TEXT UNDER STUDY section start

Chapter 8: Poisson Regression and the Generalized Linear Model

8.1 Introduction

8.2 Generalized Linear Model

8.2.1 Components of Generalized Linear Models

8.2.2 Using the Generalized Linear Model to Apply Multiple Linear Regression and Logistic Regression

8.3 Poisson Regression

8.3.1 Example 1: Familial Adenomatous Polyposis (FAP)

8.3.2 Example 2: Bladder Cancer

8.4 Overdispersion

8.5 Summary

8.6 Exercises

8.1 Introduction

In this chapter, we show how the multiple linear regression model and the logistic regression model can both be subsumed within a more general modelling framework, the generalized linear model (GLM), and how the GLM then leads to more appropriate models for response variables that cannot (and should not) be modelled by the methods described in either Chapter 6 or Chapter 7. The statistical topics to be covered are

•   Generalized linear model

•   Linear and logistic regression fitted using the generalized linear model

•   Poisson regression

8.2 Generalized Linear Model

The term generalized linear model (GLM) was first introduced in a landmark paper by Nelder and Wedderburn (1972), in which a wide range of seemingly disparate problems of statistical modeling and inference were set in an elegant, unifying framework of great power and flexibility. Generalized linear models include all the modeling techniques described in earlier chapters (that is analysis of variance, analysis of covariance, multiple linear regression, and logistic regression) and open up the possibility of other models--for example, Poisson regression, which we shall describe in this chapter. A comprehensive account of GLMs is given in McCullagh and Nelder (1989) and a more concise and less technical description in Dobson and Barnett (2008). In the next subsection, we very briefly review the main features of such models.

8.2.1 Components of Generalized Linear Models

The multiple linear regression model described in Chapter 6 has the form

y=β0+β1x1+βqxq+ε

The error term, ε, is assumed to have a normal distribution with zero mean and constant variance, σ2. An equivalent way of writing the model is as y ~ N(μ,σ2) where μ = β0 + β1x1 + ... + βqxq. This makes it clear that this model is only suitable for continuous response variables with, conditional on the values of the explanatory variables, a normal distribution with constant variance. The generalization of such a model made in GLMs consists of allowing each of the following three assumptions associated with the multiple linear regression model to be modified:

•   The response variable is normally distributed with a mean determined by the model.

•   The mean can be modelled as a linear function (possibly nonlinear transformations) of the explanatory variables (that is, the effects of the explanatory variables on the mean are additive).

•   The variance of the response variable, given the (predicted) mean, is constant.

TEXT UNDER STUDY section end

[WHAT YOU NEED TO DO]: Extract the passage of the chapter on generalized linear models from "The multiple linear regression model described" up to and including "by the model.".

DATA section start

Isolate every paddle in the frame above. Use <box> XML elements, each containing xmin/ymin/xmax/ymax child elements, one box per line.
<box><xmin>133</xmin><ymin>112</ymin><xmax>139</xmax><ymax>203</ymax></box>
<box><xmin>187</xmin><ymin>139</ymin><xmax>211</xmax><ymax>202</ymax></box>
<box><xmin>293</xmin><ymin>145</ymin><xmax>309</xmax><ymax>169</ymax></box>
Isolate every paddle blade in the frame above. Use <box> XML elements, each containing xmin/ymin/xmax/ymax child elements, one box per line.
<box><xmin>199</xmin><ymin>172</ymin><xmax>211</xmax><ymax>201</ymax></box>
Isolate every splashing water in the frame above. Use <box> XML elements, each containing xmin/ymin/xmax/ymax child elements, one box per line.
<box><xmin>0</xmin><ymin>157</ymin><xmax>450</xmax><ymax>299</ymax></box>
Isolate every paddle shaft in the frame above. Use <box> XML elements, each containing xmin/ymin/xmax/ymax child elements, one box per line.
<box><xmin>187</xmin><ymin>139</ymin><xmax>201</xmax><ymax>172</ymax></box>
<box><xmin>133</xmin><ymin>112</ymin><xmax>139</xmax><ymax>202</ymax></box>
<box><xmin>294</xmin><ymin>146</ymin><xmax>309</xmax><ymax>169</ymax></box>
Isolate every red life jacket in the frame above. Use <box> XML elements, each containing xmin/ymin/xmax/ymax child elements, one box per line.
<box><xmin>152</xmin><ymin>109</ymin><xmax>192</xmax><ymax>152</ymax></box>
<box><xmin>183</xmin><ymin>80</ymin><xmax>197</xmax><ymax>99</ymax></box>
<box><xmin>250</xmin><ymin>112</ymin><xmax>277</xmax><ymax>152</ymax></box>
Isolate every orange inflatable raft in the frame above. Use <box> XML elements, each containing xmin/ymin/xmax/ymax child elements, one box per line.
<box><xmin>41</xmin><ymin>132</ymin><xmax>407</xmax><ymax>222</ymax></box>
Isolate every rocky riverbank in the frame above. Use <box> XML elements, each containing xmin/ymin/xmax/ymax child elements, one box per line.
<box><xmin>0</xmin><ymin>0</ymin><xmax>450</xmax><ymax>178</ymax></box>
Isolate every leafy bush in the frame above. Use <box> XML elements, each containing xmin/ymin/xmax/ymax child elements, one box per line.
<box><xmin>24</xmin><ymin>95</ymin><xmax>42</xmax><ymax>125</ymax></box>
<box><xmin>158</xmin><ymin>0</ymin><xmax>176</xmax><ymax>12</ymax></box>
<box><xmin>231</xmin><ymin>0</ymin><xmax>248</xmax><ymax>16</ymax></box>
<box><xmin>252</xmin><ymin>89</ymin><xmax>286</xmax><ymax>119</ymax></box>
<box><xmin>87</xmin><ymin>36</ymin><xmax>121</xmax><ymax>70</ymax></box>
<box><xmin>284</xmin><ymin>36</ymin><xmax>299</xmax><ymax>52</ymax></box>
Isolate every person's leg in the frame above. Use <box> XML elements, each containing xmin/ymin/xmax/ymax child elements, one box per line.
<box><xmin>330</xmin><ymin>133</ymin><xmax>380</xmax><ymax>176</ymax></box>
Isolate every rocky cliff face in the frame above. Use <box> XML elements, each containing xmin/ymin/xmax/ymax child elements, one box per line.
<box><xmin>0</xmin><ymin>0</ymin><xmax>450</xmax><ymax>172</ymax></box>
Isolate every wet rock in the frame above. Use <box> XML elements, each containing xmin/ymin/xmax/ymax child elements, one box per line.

DATA section end

[OUTPUT OF THE TASK]:
The multiple linear regression model described in Chapter 6 has the form

y=β0+β1x1+βqxq+ε

The error term, ε, is assumed to have a normal distribution with zero mean and constant variance, σ2. An equivalent way of writing the model is as y ~ N(μ,σ2) where μ = β0 + β1x1 + ... + βqxq. This makes it clear that this model is only suitable for continuous response variables with, conditional on the values of the explanatory variables, a normal distribution with constant variance. The generalization of such a model made in GLMs consists of allowing each of the following three assumptions associated with the multiple linear regression model to be modified:

•   The response variable is normally distributed with a mean determined by the model.